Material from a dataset
##########
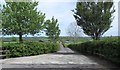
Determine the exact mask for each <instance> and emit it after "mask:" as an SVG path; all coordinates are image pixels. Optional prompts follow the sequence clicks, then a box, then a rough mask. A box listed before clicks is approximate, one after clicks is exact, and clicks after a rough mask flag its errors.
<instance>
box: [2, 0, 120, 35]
mask: <svg viewBox="0 0 120 70" xmlns="http://www.w3.org/2000/svg"><path fill="white" fill-rule="evenodd" d="M118 1H120V0H114V6H115V10H116V12H115V13H114V16H115V18H114V20H113V22H112V24H111V25H112V28H110V29H109V30H108V31H107V32H106V33H105V34H104V35H103V36H111V35H112V36H118ZM0 2H1V3H2V4H3V3H4V0H0ZM76 2H77V0H41V1H39V4H38V6H37V8H38V10H39V11H41V12H43V13H45V14H46V20H47V19H51V18H52V17H53V16H54V18H56V19H58V24H59V27H60V30H61V34H60V36H68V34H67V28H68V26H69V25H70V23H72V22H75V19H74V17H73V12H72V11H71V10H74V9H75V7H76ZM41 36H45V35H44V34H42V35H41ZM83 36H85V35H83Z"/></svg>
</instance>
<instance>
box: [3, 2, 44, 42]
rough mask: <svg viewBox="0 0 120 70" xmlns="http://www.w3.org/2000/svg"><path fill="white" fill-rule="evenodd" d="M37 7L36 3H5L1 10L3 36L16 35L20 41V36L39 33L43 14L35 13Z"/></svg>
mask: <svg viewBox="0 0 120 70" xmlns="http://www.w3.org/2000/svg"><path fill="white" fill-rule="evenodd" d="M37 5H38V2H6V5H3V9H2V14H3V15H4V16H2V21H3V22H2V27H3V30H2V31H3V34H6V35H15V34H17V35H19V40H20V41H22V35H24V34H32V35H34V34H36V33H38V32H40V30H41V29H42V25H43V22H44V18H45V14H43V13H41V12H38V11H37V8H36V6H37Z"/></svg>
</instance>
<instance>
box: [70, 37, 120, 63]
mask: <svg viewBox="0 0 120 70" xmlns="http://www.w3.org/2000/svg"><path fill="white" fill-rule="evenodd" d="M68 47H69V48H71V49H72V50H75V51H77V52H80V53H89V54H94V55H99V56H102V57H104V58H106V59H108V60H111V61H113V62H116V63H120V61H119V59H120V40H118V39H106V40H100V41H88V42H84V43H81V44H70V45H68Z"/></svg>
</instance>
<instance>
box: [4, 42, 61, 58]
##########
-- Exercise requirements --
Please copy all of the material above line for line, without changing anything. Omit the pictures from your copy.

-- Result below --
Determine the exact mask for each <instance> and emit it after "mask:" as an SVG path; all coordinates are image pixels. Optional prompts follow the sequence clicks, then a box, then a rough mask. A box listed before clicks is approximate, one after clicks is exact, and clicks after a rough mask flag its errors.
<instance>
box: [2, 0, 120, 35]
mask: <svg viewBox="0 0 120 70" xmlns="http://www.w3.org/2000/svg"><path fill="white" fill-rule="evenodd" d="M118 1H120V0H114V6H115V10H116V12H115V13H114V16H115V18H114V20H113V22H112V24H111V25H112V28H110V29H109V30H108V31H107V32H106V33H105V34H104V35H103V36H111V35H112V36H118ZM0 2H1V3H2V4H3V3H4V0H0ZM76 2H77V0H41V1H39V4H38V6H37V8H38V10H39V11H41V12H43V13H45V14H46V20H47V19H51V18H52V17H53V16H54V18H56V19H58V24H59V27H60V30H61V34H60V36H68V34H67V28H68V26H69V25H70V23H72V22H75V19H74V17H73V12H72V11H71V10H74V9H75V7H76ZM41 36H45V35H44V34H42V35H41ZM83 36H85V35H83Z"/></svg>
</instance>
<instance>
box: [3, 2, 44, 42]
rough mask: <svg viewBox="0 0 120 70" xmlns="http://www.w3.org/2000/svg"><path fill="white" fill-rule="evenodd" d="M37 7L36 3H5L1 10L3 36L16 35L20 41V36L39 33L43 14L35 13Z"/></svg>
mask: <svg viewBox="0 0 120 70" xmlns="http://www.w3.org/2000/svg"><path fill="white" fill-rule="evenodd" d="M37 5H38V2H6V5H3V9H2V14H3V15H4V16H2V21H3V22H2V27H3V30H2V31H3V34H6V35H15V34H17V35H19V40H20V41H22V35H24V34H32V35H34V34H36V33H38V32H40V30H41V29H42V25H43V22H44V18H45V14H43V13H41V12H38V11H37V8H36V6H37Z"/></svg>
</instance>
<instance>
box: [70, 37, 120, 63]
mask: <svg viewBox="0 0 120 70" xmlns="http://www.w3.org/2000/svg"><path fill="white" fill-rule="evenodd" d="M68 47H69V48H71V49H72V50H75V51H77V52H80V53H89V54H94V55H99V56H102V57H104V58H106V59H108V60H111V61H113V62H116V63H120V61H119V59H120V40H118V39H106V40H100V41H88V42H84V43H81V44H70V45H68Z"/></svg>
</instance>
<instance>
box: [4, 42, 61, 58]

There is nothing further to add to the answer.